*DATA ENTRIES*:
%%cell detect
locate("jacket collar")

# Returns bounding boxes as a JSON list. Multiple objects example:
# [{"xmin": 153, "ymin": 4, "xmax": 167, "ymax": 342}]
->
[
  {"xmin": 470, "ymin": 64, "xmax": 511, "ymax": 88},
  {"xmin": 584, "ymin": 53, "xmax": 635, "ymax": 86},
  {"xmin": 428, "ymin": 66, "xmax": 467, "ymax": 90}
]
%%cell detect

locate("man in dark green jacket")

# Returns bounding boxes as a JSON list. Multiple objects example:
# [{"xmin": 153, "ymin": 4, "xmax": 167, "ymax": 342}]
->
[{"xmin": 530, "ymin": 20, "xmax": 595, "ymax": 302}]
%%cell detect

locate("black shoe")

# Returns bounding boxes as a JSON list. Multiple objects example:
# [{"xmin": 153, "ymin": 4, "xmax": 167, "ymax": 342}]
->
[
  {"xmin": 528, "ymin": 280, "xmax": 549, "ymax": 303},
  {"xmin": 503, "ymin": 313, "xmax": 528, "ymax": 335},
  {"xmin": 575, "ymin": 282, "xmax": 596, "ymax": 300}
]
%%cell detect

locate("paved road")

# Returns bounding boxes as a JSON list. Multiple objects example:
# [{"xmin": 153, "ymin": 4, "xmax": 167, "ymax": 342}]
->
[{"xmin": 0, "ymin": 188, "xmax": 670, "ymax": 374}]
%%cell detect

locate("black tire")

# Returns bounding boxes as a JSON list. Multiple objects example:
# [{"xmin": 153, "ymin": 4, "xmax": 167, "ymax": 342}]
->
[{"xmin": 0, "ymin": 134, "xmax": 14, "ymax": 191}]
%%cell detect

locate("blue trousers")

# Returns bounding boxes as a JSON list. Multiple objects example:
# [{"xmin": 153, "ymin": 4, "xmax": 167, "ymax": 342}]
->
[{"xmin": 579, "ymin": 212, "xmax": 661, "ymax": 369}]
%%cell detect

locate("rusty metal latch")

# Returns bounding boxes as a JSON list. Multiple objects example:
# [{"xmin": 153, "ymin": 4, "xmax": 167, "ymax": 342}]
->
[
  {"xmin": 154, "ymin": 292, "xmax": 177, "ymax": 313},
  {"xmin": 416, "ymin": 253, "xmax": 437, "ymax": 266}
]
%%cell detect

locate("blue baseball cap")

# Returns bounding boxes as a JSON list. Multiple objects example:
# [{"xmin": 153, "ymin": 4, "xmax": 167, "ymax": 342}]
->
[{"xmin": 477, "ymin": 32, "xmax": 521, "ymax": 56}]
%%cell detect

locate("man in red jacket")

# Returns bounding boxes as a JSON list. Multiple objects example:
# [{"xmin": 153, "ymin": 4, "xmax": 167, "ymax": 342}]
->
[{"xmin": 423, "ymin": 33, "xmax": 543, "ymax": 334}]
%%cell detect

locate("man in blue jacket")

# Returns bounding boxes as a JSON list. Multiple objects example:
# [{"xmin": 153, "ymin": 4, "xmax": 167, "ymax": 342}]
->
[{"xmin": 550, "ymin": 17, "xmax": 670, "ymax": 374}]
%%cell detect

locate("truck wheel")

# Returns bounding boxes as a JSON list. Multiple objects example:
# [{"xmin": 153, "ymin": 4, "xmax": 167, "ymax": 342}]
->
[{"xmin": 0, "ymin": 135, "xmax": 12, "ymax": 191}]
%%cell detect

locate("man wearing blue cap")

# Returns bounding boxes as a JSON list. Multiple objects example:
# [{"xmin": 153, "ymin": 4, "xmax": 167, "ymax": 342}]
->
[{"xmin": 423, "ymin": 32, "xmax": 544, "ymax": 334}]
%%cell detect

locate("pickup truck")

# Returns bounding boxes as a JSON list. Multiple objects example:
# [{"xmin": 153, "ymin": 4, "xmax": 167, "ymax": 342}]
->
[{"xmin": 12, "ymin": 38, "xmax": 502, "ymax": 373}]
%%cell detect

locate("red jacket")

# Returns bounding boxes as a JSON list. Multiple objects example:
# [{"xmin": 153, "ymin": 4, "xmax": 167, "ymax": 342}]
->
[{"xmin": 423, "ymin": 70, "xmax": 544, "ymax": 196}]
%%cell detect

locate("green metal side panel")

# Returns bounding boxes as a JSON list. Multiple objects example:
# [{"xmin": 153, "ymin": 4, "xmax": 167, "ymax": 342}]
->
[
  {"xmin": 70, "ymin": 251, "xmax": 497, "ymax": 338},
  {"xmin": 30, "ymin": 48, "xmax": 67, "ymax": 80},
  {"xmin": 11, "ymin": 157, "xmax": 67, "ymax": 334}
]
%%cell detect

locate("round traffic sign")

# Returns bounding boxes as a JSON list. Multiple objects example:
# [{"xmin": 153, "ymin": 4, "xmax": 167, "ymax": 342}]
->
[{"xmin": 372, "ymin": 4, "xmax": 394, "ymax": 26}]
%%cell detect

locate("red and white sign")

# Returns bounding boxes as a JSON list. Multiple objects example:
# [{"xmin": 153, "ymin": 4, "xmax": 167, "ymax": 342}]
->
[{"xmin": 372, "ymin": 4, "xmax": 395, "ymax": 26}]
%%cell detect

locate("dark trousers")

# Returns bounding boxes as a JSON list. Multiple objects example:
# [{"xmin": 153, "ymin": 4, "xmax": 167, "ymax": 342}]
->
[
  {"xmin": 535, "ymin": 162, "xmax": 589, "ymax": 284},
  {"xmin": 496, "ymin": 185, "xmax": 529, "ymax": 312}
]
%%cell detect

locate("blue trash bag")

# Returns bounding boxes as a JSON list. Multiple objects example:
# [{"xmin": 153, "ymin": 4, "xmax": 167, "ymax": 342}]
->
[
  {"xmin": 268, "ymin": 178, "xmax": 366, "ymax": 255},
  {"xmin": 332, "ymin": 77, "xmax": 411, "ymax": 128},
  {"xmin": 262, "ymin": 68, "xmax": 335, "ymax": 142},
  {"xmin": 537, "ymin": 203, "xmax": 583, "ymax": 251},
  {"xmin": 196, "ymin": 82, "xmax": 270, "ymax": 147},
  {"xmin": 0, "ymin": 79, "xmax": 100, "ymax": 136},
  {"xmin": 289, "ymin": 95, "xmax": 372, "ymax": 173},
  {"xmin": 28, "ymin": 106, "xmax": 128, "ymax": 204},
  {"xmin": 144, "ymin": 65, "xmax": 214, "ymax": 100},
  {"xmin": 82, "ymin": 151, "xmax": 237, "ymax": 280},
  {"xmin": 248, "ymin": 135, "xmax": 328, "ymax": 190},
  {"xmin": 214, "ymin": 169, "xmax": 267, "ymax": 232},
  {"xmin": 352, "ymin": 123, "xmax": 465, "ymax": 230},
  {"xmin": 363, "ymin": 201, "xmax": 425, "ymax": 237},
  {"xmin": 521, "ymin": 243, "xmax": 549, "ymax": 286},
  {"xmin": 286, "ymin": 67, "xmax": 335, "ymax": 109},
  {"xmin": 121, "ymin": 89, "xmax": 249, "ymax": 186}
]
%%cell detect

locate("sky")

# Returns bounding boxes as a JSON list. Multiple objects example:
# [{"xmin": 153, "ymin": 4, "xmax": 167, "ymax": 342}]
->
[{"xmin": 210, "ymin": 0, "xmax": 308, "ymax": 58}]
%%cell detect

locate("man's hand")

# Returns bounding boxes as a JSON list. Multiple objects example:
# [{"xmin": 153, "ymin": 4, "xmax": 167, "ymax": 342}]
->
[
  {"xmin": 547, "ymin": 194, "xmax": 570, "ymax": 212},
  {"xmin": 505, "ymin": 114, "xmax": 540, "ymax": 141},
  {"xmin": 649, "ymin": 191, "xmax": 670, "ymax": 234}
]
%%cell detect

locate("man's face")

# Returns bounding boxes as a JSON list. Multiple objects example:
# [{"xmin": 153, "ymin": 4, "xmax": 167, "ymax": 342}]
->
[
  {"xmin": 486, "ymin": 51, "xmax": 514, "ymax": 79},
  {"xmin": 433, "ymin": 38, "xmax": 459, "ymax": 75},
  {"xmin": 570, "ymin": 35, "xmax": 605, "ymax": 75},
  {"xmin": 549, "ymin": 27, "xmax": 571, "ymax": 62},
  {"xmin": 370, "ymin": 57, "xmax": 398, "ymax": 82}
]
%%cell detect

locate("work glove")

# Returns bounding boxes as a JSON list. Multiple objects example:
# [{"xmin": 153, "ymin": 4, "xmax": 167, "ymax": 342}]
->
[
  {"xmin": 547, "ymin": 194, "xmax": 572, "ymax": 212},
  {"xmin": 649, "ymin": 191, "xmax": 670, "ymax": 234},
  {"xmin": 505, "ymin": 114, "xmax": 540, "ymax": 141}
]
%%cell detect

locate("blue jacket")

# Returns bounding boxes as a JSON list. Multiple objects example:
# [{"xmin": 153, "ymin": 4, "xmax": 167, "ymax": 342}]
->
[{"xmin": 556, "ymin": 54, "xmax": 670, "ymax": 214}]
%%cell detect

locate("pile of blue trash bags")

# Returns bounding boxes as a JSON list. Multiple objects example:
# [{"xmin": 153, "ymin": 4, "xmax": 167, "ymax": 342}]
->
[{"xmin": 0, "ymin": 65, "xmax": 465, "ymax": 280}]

*WORK TO COMPLETE*:
Pick out each line in the rows above that contains the word "trash", and copy those lines.

*WRITTEN ANSWER*:
locate("blue trash bag")
locate("pile of blue trash bags")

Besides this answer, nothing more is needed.